- [Assigned task]:
Only the lines that hold the word "panel" are wanted from this listing.

═══ Data provided ═══

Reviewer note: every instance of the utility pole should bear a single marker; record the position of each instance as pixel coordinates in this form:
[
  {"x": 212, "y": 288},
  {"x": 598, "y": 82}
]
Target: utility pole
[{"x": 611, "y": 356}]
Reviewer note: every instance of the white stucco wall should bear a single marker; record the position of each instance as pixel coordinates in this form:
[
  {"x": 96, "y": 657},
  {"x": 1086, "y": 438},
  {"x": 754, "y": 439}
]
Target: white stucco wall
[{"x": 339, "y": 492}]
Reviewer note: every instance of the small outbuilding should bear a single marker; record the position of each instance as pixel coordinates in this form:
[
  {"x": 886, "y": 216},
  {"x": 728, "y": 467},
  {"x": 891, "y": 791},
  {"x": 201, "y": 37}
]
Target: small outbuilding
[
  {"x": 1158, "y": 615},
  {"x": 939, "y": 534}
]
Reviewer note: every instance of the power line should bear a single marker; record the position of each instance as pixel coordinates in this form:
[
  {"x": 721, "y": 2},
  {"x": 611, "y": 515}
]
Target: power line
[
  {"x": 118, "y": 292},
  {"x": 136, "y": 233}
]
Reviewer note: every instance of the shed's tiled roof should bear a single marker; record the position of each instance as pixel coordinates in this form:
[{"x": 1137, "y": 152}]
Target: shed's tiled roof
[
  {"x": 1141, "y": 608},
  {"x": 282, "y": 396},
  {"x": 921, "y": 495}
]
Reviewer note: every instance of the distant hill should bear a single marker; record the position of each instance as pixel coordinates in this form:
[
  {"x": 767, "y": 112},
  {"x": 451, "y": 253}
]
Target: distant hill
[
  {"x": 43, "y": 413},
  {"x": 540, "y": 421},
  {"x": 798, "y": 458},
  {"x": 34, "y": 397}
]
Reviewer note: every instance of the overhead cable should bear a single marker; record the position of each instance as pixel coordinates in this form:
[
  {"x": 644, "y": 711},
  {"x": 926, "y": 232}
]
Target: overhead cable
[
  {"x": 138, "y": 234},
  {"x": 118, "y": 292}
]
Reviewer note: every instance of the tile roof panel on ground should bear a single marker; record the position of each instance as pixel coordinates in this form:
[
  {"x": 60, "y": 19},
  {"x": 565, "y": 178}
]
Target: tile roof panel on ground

═══

- [Output below]:
Reviewer note: every instance of the tile roof panel on ground should bear a single marker; record the position of each instance as pixel coordinates in this form:
Target: tile roof panel on ground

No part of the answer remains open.